» TASK ITEM
Would you write out every record that follows exactly, with the pictures left out?

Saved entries
*** Block opens ***
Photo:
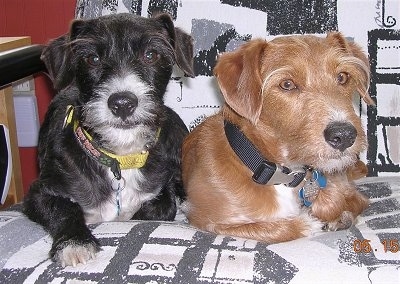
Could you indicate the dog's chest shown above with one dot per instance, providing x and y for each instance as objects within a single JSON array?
[
  {"x": 124, "y": 201},
  {"x": 288, "y": 202}
]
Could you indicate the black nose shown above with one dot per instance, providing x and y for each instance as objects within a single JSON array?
[
  {"x": 122, "y": 104},
  {"x": 340, "y": 135}
]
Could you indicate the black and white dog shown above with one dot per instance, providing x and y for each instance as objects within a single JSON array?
[{"x": 109, "y": 149}]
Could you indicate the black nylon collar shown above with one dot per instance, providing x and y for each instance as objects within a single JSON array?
[{"x": 264, "y": 171}]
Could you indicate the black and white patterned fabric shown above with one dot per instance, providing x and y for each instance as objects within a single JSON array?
[{"x": 174, "y": 252}]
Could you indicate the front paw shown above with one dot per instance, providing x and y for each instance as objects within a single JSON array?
[
  {"x": 345, "y": 221},
  {"x": 71, "y": 252}
]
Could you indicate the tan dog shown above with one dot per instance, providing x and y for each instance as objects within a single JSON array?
[{"x": 289, "y": 108}]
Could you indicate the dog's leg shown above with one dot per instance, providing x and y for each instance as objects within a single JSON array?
[
  {"x": 339, "y": 205},
  {"x": 163, "y": 207},
  {"x": 73, "y": 242},
  {"x": 273, "y": 232}
]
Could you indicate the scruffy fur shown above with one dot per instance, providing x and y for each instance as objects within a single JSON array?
[
  {"x": 114, "y": 71},
  {"x": 282, "y": 95}
]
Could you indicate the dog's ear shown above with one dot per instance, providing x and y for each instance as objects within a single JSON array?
[
  {"x": 351, "y": 48},
  {"x": 182, "y": 43},
  {"x": 239, "y": 77},
  {"x": 56, "y": 56}
]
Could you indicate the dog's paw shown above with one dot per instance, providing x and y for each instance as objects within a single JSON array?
[
  {"x": 71, "y": 253},
  {"x": 345, "y": 221}
]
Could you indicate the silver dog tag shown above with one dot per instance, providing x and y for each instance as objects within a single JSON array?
[{"x": 309, "y": 191}]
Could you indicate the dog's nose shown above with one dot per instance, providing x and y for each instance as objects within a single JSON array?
[
  {"x": 122, "y": 104},
  {"x": 340, "y": 135}
]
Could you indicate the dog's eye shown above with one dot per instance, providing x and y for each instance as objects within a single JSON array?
[
  {"x": 342, "y": 78},
  {"x": 151, "y": 56},
  {"x": 93, "y": 60},
  {"x": 288, "y": 85}
]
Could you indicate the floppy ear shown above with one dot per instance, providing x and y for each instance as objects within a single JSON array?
[
  {"x": 239, "y": 77},
  {"x": 56, "y": 57},
  {"x": 363, "y": 64},
  {"x": 182, "y": 43}
]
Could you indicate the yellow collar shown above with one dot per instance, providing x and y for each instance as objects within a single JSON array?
[{"x": 115, "y": 162}]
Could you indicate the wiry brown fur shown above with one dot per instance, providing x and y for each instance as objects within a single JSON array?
[{"x": 287, "y": 127}]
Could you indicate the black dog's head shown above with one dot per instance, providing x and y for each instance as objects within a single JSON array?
[{"x": 121, "y": 65}]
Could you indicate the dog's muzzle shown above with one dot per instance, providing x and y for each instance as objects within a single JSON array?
[
  {"x": 340, "y": 135},
  {"x": 122, "y": 104}
]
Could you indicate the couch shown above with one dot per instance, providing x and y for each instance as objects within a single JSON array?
[{"x": 175, "y": 252}]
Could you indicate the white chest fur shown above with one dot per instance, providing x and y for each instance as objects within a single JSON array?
[
  {"x": 288, "y": 201},
  {"x": 129, "y": 198}
]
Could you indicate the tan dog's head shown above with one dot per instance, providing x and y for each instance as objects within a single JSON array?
[{"x": 296, "y": 92}]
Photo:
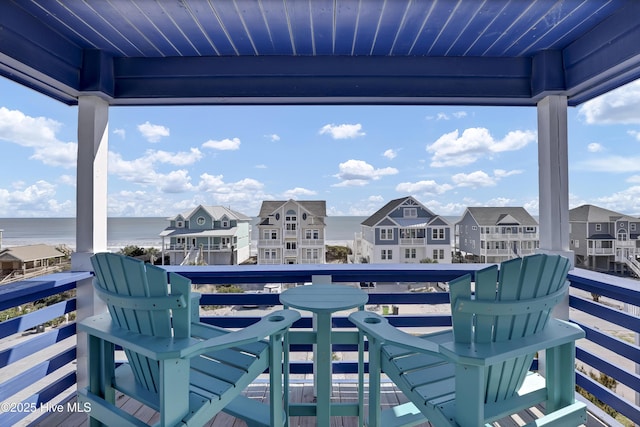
*** Block closes ***
» RESULT FOR THIS EXERCISE
Photo:
Could you indicate the dog's chest shown above with one dot per instance, providing x and y for each instance as objects within a single JSON array?
[
  {"x": 124, "y": 201},
  {"x": 288, "y": 202}
]
Could you indicate the black nose shown above with one dot per instance, providing x and y for each instance as objects within a single JSON array?
[
  {"x": 122, "y": 104},
  {"x": 340, "y": 135}
]
Could you indicate the black and white dog shown above with one dot per instance, providing x and y for each instance as objects within a single JSON array?
[{"x": 109, "y": 149}]
Could you indicate the black nylon collar shown above with one dot per instance, providing x and y for each instance as objects within a single JSON array?
[{"x": 264, "y": 171}]
Could you indicate the black and white patterned fabric shown above with one dot per instance, providing x and y for each instance as objects within a single JSON array?
[{"x": 174, "y": 252}]
Could you indicate the front paw shown above with one dot per instance, providing x and y for each instance as objects within a single JSON array?
[
  {"x": 345, "y": 221},
  {"x": 71, "y": 252}
]
Could you indicate the tan dog shown above with one dot per instance, providing x and y for each instance as objects within a single JSON array?
[{"x": 289, "y": 108}]
Could you indicate the dog's leg shown above with one dot per instance, providing x and y for each instance as objects within a single JSON array?
[
  {"x": 339, "y": 205},
  {"x": 163, "y": 207},
  {"x": 73, "y": 242},
  {"x": 273, "y": 232}
]
Could you indicate the scruffy fur shown above with one dot per instance, providing x and y for each instance as objects within a single JSON array?
[
  {"x": 114, "y": 71},
  {"x": 282, "y": 95}
]
Could you indicate the dog's ear shown above with one dot per instance, providing x and y for each instance as objects within a single JSON array?
[
  {"x": 351, "y": 48},
  {"x": 182, "y": 43},
  {"x": 239, "y": 77},
  {"x": 56, "y": 56}
]
Could you indicate the dog's paw shown above with one dot per instance, providing x and y for each instance as objects within a single JSON array?
[
  {"x": 71, "y": 253},
  {"x": 345, "y": 221}
]
Could you indicate the silver dog tag shown above with one dot per instance, providing x and y for each instance as objects within a single JSON array?
[{"x": 309, "y": 191}]
Could you indicate the dog's nose shown above with one dot per instance, providing x and y for each instance as objects within a single JSON array?
[
  {"x": 122, "y": 104},
  {"x": 340, "y": 135}
]
Could you indicate the dog's eye shown above with one dot per instance, providing x and y for each instance as objects within a single JSON array?
[
  {"x": 342, "y": 78},
  {"x": 151, "y": 56},
  {"x": 93, "y": 60},
  {"x": 288, "y": 85}
]
Could you indicate the floppy ear shown above with one dot per instance, providing x and y for each instance as objects within a single JSON array?
[
  {"x": 239, "y": 77},
  {"x": 56, "y": 57},
  {"x": 363, "y": 64},
  {"x": 182, "y": 43}
]
Could you indicate the yellow collar shown above with one dot per instance, providing x and y for each instance as objects within a single JSON array?
[{"x": 115, "y": 162}]
Could you indicate the wiry brown fur shown above with one dot per instance, providing x and y for each instance as objects within a single JSON array?
[{"x": 287, "y": 127}]
Could you indicate the black dog's head shown above with one dot per instance, providing x and y for each instance as objects within a single JSON array?
[{"x": 121, "y": 65}]
Could you indicate the dog's muzzle shown above with one dot per instance, providing x and y for each instance as objects within a single JSON array?
[
  {"x": 340, "y": 135},
  {"x": 122, "y": 104}
]
Could you indicate the couch shown above with one dot per instance, providing x and y for each instance as objects within a single JSON array?
[{"x": 175, "y": 252}]
Could you indicate the white chest fur shown above with one dot per instance, providing x and y for each instance as objects within a single JSON array?
[
  {"x": 288, "y": 201},
  {"x": 129, "y": 198}
]
Could you indicate the tan dog's head shown above with one dot per instance, providing x and y for each instance as objects within a single JSON array?
[{"x": 296, "y": 92}]
Photo:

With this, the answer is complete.